** start Records for the exercise **
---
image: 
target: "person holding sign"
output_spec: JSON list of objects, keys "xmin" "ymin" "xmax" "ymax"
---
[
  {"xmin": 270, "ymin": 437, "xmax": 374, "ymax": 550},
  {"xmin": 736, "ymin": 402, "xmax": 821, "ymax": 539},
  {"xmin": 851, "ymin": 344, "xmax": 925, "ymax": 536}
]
** end Records for the exercise **
** start Records for the exercise **
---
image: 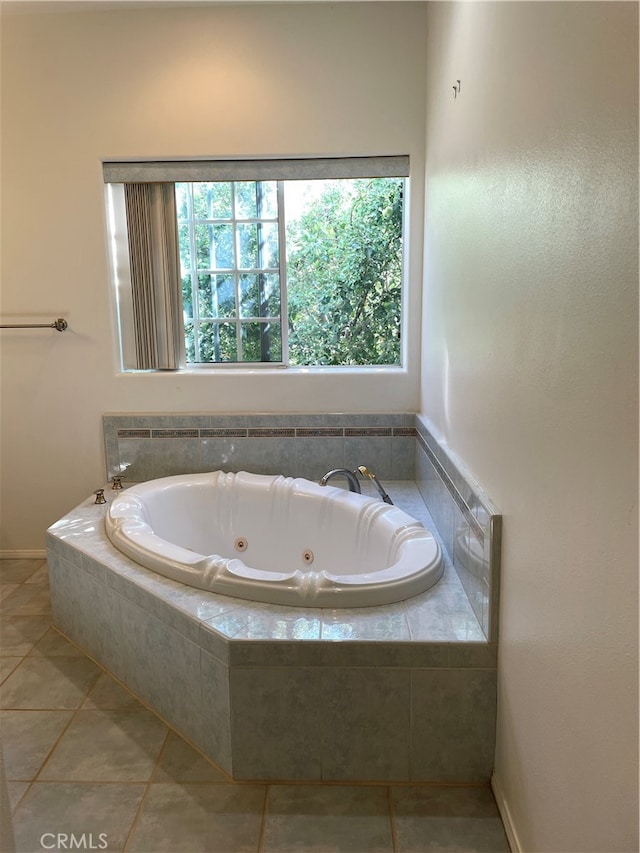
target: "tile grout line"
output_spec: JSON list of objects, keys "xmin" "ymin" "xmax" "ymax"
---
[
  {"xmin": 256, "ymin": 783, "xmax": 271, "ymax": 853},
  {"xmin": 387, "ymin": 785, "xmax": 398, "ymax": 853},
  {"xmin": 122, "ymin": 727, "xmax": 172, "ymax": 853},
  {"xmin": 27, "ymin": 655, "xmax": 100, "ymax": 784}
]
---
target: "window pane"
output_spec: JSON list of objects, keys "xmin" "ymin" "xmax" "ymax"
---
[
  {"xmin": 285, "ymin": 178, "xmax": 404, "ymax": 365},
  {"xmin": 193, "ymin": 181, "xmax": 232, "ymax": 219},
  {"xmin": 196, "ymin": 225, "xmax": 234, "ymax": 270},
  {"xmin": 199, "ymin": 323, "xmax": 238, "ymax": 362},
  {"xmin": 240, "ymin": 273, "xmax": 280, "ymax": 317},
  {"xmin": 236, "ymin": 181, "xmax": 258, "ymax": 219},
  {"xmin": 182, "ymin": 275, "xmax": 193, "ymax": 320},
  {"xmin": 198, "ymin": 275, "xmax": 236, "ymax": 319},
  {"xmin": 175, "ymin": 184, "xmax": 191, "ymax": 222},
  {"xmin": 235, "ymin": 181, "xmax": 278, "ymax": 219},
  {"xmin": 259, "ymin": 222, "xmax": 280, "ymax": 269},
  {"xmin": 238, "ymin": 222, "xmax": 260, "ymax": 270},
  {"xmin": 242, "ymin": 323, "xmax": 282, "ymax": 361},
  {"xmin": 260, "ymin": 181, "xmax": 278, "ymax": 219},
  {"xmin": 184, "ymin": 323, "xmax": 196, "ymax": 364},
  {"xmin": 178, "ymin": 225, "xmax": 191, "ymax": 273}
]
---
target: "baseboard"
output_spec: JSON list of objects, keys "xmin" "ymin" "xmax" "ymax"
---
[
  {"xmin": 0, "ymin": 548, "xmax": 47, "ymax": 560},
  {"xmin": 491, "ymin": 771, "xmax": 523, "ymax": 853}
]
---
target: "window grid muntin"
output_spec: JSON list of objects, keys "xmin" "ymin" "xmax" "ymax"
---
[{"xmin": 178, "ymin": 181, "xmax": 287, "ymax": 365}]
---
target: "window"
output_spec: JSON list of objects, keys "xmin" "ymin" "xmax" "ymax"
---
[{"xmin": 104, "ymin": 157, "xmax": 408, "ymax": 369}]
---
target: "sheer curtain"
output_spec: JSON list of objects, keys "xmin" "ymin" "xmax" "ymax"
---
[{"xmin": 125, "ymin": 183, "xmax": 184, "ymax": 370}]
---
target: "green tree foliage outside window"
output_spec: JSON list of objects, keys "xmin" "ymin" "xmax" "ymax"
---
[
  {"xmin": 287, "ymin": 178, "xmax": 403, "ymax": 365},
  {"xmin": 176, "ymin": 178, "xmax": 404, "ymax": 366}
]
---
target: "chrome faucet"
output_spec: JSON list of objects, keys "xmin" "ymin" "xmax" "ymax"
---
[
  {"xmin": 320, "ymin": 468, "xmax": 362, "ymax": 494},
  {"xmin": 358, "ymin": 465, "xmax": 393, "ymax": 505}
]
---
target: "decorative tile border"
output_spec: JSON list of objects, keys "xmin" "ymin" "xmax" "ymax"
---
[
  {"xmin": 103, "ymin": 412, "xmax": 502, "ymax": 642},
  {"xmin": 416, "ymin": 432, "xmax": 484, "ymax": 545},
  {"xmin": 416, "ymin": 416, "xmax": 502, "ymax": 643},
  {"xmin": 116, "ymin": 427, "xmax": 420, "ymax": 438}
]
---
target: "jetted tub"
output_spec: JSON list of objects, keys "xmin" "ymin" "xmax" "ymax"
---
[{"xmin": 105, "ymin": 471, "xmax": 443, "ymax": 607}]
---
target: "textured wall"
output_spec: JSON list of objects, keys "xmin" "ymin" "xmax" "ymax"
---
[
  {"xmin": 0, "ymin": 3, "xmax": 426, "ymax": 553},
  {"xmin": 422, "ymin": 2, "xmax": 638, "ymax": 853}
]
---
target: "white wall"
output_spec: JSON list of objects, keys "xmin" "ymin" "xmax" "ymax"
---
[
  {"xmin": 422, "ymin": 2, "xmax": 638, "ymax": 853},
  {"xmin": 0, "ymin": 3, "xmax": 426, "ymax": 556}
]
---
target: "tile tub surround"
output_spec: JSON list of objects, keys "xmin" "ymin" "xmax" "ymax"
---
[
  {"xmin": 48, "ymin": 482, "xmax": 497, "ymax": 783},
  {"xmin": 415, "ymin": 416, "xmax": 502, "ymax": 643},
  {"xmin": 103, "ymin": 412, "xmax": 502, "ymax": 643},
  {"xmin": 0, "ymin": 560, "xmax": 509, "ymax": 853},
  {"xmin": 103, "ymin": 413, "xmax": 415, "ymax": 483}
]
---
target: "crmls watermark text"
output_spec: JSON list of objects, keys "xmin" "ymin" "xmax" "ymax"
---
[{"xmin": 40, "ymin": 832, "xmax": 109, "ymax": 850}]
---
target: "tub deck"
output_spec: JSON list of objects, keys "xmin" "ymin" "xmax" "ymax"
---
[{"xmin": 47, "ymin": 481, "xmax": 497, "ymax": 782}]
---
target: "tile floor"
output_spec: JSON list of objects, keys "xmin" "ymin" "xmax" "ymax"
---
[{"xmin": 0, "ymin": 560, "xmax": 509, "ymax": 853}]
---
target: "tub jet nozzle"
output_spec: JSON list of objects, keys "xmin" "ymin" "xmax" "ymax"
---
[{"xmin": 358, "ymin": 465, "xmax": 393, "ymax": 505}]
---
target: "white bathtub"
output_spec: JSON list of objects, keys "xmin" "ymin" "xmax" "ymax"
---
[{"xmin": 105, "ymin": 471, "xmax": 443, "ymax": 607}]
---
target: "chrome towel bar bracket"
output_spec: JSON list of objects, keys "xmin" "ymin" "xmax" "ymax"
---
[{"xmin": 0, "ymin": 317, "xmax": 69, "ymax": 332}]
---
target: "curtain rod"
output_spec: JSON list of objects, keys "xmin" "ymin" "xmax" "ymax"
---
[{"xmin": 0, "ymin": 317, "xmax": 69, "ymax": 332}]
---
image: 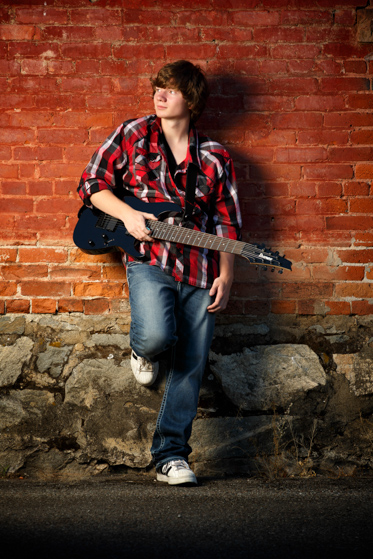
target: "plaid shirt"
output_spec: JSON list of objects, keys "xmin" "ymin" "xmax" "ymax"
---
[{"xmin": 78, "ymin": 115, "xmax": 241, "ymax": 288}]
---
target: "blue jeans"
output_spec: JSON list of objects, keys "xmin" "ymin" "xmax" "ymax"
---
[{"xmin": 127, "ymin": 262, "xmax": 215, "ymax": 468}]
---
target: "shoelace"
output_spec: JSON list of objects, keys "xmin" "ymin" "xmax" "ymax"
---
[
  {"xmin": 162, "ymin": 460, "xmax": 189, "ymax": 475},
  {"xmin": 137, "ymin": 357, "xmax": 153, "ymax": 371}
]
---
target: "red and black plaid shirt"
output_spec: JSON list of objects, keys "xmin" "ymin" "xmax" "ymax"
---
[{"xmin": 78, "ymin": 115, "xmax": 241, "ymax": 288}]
** end Records for the exercise **
** start Records for the exercise **
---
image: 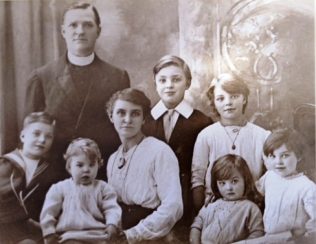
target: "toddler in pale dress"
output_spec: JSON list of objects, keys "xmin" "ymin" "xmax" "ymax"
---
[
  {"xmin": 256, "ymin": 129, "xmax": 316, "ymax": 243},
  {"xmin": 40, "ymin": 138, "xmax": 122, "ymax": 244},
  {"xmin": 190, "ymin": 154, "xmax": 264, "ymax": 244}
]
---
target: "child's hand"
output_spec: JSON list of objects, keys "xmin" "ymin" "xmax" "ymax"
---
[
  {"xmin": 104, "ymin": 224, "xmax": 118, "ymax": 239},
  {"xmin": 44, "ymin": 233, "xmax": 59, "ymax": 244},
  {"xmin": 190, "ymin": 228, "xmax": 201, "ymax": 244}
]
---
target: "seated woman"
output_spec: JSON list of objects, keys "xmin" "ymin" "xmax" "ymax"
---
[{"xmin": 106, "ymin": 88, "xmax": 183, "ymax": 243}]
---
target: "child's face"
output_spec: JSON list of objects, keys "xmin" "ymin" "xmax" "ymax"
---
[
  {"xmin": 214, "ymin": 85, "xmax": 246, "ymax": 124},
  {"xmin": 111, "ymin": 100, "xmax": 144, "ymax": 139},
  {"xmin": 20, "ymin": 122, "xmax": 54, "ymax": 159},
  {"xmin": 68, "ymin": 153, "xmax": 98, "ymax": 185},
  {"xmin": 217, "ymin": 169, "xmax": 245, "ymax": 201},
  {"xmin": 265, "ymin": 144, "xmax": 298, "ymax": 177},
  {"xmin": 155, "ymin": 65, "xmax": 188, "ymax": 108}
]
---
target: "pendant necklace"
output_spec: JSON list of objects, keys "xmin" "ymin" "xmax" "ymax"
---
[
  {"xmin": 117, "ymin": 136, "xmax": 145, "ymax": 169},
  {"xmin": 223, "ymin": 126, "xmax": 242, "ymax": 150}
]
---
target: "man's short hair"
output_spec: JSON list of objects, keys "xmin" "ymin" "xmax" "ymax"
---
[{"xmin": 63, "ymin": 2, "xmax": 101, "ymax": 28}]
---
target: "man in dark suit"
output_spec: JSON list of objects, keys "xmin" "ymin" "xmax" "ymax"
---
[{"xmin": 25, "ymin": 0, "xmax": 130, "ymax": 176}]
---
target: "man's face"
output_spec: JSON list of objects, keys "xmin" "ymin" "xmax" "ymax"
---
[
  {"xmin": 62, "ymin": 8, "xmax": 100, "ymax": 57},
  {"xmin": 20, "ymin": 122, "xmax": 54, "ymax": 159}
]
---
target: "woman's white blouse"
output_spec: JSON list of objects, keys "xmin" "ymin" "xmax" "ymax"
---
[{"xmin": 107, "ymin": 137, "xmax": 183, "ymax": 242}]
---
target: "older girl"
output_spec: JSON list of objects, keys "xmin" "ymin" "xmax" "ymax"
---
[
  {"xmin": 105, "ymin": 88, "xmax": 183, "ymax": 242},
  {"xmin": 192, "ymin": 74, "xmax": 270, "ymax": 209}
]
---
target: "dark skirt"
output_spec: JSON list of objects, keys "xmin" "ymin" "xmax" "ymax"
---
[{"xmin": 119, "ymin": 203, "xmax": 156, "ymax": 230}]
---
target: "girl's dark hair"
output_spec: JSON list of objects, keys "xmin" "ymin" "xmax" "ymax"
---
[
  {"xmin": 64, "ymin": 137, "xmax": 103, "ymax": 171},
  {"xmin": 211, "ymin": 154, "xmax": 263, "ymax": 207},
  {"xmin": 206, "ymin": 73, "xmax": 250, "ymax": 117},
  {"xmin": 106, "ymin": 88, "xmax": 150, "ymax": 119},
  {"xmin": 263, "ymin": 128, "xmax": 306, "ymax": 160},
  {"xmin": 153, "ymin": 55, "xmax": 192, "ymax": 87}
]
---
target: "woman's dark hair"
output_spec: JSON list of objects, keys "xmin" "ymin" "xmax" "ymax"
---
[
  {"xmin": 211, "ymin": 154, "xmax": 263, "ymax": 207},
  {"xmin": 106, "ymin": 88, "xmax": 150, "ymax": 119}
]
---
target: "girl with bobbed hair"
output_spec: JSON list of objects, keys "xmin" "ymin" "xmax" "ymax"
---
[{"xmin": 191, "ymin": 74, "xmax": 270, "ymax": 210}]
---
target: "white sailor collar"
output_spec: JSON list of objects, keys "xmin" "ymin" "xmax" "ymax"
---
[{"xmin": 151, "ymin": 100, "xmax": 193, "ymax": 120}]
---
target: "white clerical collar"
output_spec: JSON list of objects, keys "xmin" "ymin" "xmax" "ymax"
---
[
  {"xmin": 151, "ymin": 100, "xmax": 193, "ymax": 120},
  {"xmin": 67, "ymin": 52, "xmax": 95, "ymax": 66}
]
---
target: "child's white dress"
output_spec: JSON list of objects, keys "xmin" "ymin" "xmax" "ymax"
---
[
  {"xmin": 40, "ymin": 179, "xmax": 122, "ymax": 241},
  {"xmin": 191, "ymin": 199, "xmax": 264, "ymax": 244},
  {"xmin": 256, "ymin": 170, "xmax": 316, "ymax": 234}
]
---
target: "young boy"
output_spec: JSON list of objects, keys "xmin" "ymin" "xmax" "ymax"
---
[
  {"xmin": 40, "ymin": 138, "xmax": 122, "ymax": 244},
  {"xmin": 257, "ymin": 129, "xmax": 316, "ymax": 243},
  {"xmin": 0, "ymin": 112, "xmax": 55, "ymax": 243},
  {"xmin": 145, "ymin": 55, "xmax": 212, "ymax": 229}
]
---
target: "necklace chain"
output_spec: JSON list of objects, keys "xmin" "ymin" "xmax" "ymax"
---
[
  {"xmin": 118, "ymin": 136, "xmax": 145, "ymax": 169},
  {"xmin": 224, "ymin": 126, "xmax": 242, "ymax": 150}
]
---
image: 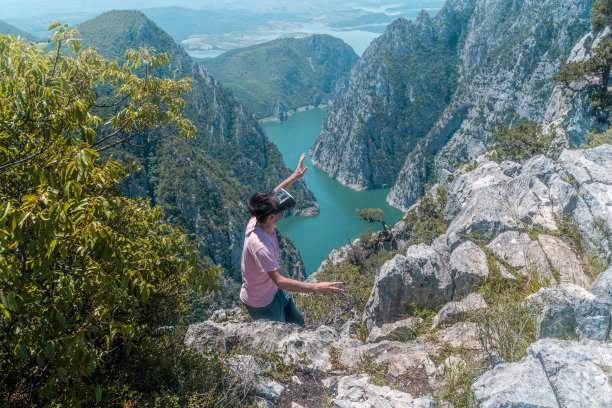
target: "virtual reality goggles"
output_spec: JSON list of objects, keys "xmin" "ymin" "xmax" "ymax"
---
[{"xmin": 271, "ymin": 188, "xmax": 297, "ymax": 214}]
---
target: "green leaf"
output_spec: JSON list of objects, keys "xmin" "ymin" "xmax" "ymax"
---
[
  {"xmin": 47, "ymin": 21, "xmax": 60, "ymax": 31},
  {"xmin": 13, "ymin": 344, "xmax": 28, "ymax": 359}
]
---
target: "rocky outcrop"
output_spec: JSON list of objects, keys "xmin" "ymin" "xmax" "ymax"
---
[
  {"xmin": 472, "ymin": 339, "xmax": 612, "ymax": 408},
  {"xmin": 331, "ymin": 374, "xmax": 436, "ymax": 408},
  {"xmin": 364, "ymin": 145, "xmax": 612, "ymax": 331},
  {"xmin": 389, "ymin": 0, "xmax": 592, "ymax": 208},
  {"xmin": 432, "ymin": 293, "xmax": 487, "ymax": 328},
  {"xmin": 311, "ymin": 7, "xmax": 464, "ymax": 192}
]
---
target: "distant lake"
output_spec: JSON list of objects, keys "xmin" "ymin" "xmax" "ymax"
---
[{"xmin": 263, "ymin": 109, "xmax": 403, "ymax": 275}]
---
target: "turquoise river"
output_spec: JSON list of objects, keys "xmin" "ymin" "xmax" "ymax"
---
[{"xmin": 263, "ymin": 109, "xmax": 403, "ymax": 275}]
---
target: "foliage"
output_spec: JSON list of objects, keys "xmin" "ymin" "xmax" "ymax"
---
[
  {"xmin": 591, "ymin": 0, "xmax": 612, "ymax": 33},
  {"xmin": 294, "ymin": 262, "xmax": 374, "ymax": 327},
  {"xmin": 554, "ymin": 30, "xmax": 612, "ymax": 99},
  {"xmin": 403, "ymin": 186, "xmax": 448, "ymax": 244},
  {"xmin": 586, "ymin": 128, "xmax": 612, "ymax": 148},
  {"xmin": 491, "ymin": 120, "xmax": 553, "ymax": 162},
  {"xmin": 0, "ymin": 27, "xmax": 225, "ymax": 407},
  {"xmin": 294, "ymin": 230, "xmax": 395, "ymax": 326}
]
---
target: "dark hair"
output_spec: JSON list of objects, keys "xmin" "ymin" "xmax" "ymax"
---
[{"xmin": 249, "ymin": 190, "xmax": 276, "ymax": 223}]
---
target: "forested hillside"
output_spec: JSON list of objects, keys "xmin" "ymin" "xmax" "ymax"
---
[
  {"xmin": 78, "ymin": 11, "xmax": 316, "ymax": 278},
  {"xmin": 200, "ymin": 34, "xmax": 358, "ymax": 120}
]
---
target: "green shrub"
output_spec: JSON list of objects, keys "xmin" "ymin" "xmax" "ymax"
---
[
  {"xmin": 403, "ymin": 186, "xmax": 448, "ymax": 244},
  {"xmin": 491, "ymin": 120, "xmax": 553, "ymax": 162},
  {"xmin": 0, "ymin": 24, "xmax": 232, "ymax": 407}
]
** end Records for the exercise **
### Set task
Select every line in the records above that contains the word "girl", and copy each one. Case counts.

### Solved exercise
target: "older girl"
target: "girl's dark hair"
target: "girl with bobbed hair"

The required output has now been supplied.